• Directions
Please write out the whole listing that follows exactly; the pictures stay out.

• Data extracts
§

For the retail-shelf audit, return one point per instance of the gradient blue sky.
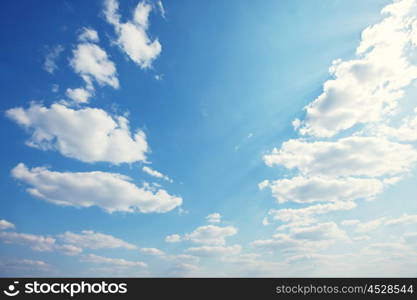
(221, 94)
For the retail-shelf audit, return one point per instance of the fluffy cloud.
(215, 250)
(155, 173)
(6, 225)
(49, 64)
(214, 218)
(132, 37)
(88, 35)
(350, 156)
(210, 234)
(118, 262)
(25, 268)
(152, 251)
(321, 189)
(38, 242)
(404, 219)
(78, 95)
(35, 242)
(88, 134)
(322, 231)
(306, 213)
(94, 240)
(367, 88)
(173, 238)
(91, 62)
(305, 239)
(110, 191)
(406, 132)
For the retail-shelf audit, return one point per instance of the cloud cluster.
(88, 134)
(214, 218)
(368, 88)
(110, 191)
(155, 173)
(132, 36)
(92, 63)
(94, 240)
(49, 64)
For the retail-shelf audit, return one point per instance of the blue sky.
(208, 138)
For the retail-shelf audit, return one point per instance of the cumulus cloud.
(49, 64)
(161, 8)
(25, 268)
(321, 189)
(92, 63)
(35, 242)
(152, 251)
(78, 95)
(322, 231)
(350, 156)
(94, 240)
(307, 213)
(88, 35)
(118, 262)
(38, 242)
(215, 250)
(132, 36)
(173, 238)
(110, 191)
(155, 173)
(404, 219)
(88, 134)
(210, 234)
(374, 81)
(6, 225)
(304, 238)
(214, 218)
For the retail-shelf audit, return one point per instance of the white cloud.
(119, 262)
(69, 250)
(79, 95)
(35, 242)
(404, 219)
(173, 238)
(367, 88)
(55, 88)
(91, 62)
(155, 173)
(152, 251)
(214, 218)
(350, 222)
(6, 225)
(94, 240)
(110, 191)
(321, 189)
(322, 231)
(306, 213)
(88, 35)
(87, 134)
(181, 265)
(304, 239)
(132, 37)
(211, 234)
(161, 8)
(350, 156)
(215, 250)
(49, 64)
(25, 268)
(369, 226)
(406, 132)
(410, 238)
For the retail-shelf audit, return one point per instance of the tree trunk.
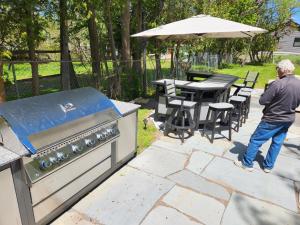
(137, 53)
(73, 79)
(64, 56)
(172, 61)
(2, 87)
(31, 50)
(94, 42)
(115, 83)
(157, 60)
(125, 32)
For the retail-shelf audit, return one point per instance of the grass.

§

• Result for this exercise
For the retail-shelf audit, return one point per instance of the gradient blue sky.
(221, 94)
For the retail-shelf audit, return one point per instance of the fluffy cloud.
(215, 250)
(155, 173)
(6, 225)
(49, 64)
(214, 218)
(132, 37)
(88, 35)
(350, 156)
(210, 234)
(118, 262)
(25, 268)
(152, 251)
(321, 189)
(38, 242)
(404, 219)
(78, 95)
(35, 242)
(88, 134)
(322, 231)
(306, 213)
(94, 240)
(367, 88)
(173, 238)
(91, 62)
(305, 239)
(110, 191)
(406, 132)
For the retail-shelf audit, return one point per instance of the cloud cluster.
(88, 134)
(214, 218)
(368, 88)
(110, 191)
(155, 173)
(132, 36)
(92, 63)
(94, 240)
(49, 64)
For the retail-shelf audit, return one point per instance of the blue sky.
(208, 138)
For the retail-shelf audit, return one point per instance of the cumulus cloud.
(49, 64)
(161, 8)
(25, 268)
(321, 189)
(92, 63)
(35, 242)
(152, 251)
(78, 95)
(322, 231)
(350, 156)
(94, 240)
(307, 213)
(88, 35)
(118, 262)
(38, 242)
(215, 250)
(132, 36)
(173, 238)
(110, 191)
(155, 173)
(404, 219)
(88, 134)
(210, 234)
(374, 81)
(6, 225)
(304, 238)
(214, 218)
For the retail-shelf audit, return one point per instance of the white cloud.
(119, 262)
(69, 250)
(79, 95)
(35, 242)
(404, 219)
(173, 238)
(367, 88)
(55, 88)
(91, 62)
(155, 173)
(152, 251)
(214, 218)
(350, 222)
(6, 225)
(94, 240)
(110, 191)
(321, 189)
(322, 231)
(306, 213)
(88, 35)
(87, 134)
(181, 265)
(304, 239)
(132, 37)
(211, 234)
(161, 8)
(350, 156)
(215, 250)
(49, 64)
(25, 268)
(369, 226)
(406, 132)
(410, 238)
For the retail-shelf audit, return one point per instance of the tree trunk.
(137, 53)
(73, 79)
(64, 56)
(172, 61)
(2, 87)
(31, 50)
(94, 42)
(115, 83)
(157, 60)
(125, 32)
For the retail-shelf audit, return one point per instance of the grass.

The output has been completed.